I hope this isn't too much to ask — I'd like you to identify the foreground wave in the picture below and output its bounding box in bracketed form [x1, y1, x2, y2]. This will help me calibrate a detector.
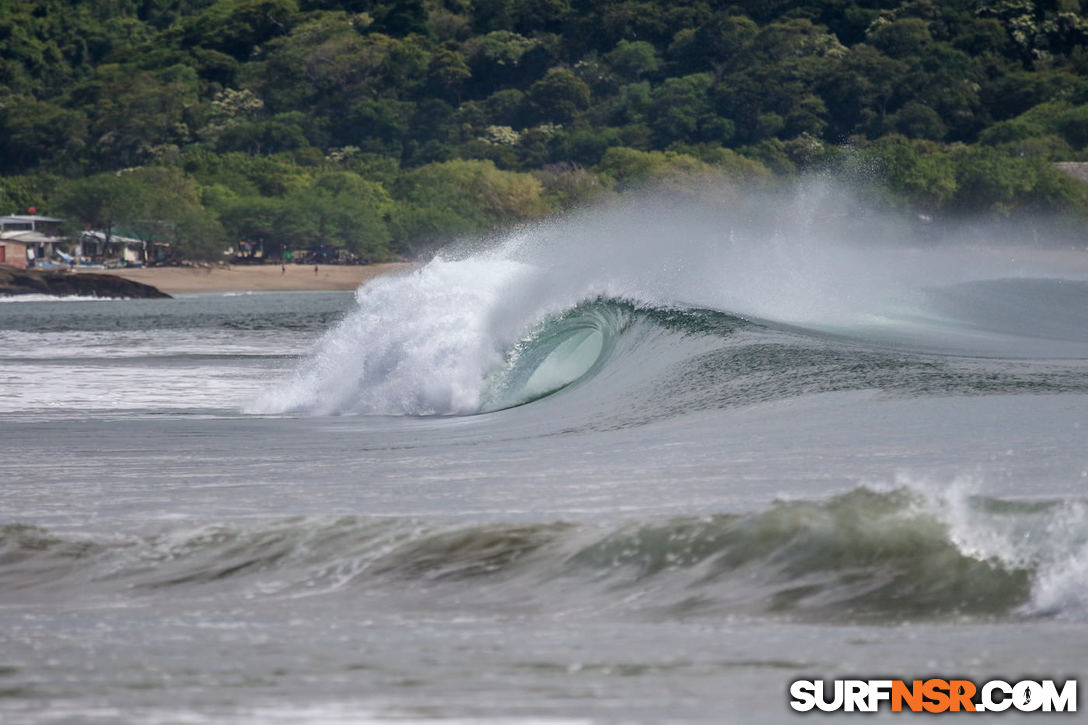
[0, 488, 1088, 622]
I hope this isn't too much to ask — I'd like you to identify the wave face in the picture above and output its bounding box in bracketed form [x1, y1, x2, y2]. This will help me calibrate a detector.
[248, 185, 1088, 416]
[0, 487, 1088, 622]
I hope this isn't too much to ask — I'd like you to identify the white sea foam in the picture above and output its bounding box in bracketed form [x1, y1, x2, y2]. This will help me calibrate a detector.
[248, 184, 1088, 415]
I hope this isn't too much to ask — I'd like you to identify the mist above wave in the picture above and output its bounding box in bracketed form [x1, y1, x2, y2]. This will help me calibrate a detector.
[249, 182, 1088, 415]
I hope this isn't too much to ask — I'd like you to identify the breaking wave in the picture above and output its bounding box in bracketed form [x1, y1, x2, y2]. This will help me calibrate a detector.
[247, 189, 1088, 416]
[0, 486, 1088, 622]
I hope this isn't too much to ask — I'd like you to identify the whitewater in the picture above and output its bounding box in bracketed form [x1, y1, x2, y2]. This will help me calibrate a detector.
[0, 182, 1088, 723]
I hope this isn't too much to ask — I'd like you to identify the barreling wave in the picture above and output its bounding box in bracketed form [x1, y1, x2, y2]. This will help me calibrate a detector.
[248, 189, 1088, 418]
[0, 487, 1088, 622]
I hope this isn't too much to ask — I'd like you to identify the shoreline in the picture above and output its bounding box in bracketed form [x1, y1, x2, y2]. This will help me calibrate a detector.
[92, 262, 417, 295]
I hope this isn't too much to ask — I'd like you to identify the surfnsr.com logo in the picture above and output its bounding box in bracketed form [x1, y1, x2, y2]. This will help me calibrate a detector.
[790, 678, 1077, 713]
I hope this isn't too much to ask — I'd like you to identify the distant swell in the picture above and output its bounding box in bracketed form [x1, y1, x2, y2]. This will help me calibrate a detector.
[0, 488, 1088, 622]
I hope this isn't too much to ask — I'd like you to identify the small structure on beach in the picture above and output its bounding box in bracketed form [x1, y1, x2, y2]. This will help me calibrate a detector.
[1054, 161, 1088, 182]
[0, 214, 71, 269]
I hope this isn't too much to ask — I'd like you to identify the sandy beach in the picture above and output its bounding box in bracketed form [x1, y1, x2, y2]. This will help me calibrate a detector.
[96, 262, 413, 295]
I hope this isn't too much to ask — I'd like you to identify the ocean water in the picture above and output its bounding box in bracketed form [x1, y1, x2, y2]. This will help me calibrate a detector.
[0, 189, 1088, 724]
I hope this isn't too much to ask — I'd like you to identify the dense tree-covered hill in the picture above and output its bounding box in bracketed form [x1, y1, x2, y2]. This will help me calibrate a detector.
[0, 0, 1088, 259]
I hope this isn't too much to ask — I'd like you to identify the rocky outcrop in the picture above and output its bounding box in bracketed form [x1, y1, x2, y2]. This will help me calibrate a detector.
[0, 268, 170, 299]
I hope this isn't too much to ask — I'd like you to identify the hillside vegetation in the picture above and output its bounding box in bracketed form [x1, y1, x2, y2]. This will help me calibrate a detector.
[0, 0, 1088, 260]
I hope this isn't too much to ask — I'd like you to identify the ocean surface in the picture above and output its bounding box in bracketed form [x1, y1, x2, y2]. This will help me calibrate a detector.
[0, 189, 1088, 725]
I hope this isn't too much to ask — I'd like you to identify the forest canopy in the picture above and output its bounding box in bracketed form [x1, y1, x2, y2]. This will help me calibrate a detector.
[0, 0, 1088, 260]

Job: Write out the entries above verbatim; the pictures do not belong in your copy.

Finished exercise:
I hope this isn't too much to ask — I'd like you to identify the foreground wave in the picture below and output its bounding box in bracketed form [x1, y1, x2, y2]. This will help me calibrate a detector.
[0, 488, 1088, 622]
I hope this isn't too much to ask — I'd like you to identify the wave face in the picture above and output its bounding box in bracketed form [x1, y1, x2, y2]. This will help me calibrate a detector.
[248, 185, 1088, 416]
[0, 487, 1088, 622]
I hope this isn't too much to ask — I'd like you to identify the white sea foam in the picture above and output its bounding box in bracketed form [x1, y1, x2, y2]. This will help me calibrate a detector.
[248, 184, 1088, 415]
I hope this isn't too much to ask — I'd like you to identify the mist above wave in the picture above and output its bounding box in bracketed form [x1, y1, x2, y2]. This will help me calibrate a detector.
[249, 182, 1088, 415]
I hope this isn't too much to ask — I'd like you to identify the breaking wave in the picture above and output its bounding box in bracketed form [x1, y1, x2, y2]. This will help me calibrate a detector.
[247, 189, 1088, 416]
[0, 486, 1088, 622]
I hope this isn't too much to ask — I'd like you to identify the whitewater in the picture above and output its bounding box in bracketed form [x1, y1, x2, y2]. This will help me calibrate a detector.
[0, 182, 1088, 723]
I hope this isn't too much to ask — I'd like you to identify the barreling wave in the picture above and output its bounding box in bracketed form [x1, y1, x2, y2]. This will help me calibrate a detector.
[248, 189, 1088, 418]
[0, 487, 1088, 622]
I hope this isn't too much to ask — I'd like you to identify the shoreline in the picture above and output its bounding box in bracketed form [x1, y1, x2, y2]. This will help me calibrate a detector.
[92, 262, 417, 295]
I hope this isn't too much to ask — I'd like you to identify the surfnsr.com logo in the picture above and output its bounding box in bracketed form [x1, y1, x2, y2]. This will help me calibrate a detector.
[790, 678, 1077, 713]
I hope this isn't too much to ask — I'd like you to identify the distant swell in the picture above and output its bounding box in bracketed form [x1, y1, x2, y2]. This will help me calibrate a detector.
[0, 488, 1088, 622]
I hope this isn't too much to ask — I'd like you to identify the small structure on beach in the picture above and output its bounding box in bracketed form [x1, y1, x2, y2]. This will help me calibrate a detector.
[1054, 161, 1088, 182]
[0, 214, 71, 269]
I hope this isn't too much to ask — I'd like you to identify the sandy beach in the picture above and output its bounding box in bracketed form [x1, y1, x2, y2]. This will help me calibrate a detector.
[96, 262, 413, 295]
I hope this isn't too much to ask — I'd like you to identify the ocean water in the picture above and output its bounding box in bracketed form [x1, y1, x2, y2]. This will help me calibrate a detector.
[0, 189, 1088, 724]
I hope this isn't too much to ask — I'd like you to identify the dense tree-covered hill in the picture above and output its bounding box in bracketed form [x1, y1, x2, y2]. This will help me calibrate a detector.
[0, 0, 1088, 259]
I hope this isn't too much to ask — I'd like you to identify the rocky outcrop in the picture above and output its bounding box in bracketed form [x1, y1, x2, y2]. This will help me calibrate a detector.
[0, 268, 170, 299]
I hope this isn't too much to ask — I'd like you to identify the hillside vegetation in the picture above and output its bounding box in bracketed form [x1, y1, x2, y2]. This will help me calibrate a detector.
[0, 0, 1088, 260]
I hope this isn't too much to ask — I'd like you to identify the ocean surface in the picture above and output its bounding box in bracketed form [x1, y1, x2, y2]. This will help me calibrate a detector.
[0, 189, 1088, 725]
I hope this isn't too much to ask — I'd like you to identify the forest canopy in the picture above and output its bounding box in bracketed form [x1, y1, x2, y2]. This will help me calibrate a detector.
[0, 0, 1088, 260]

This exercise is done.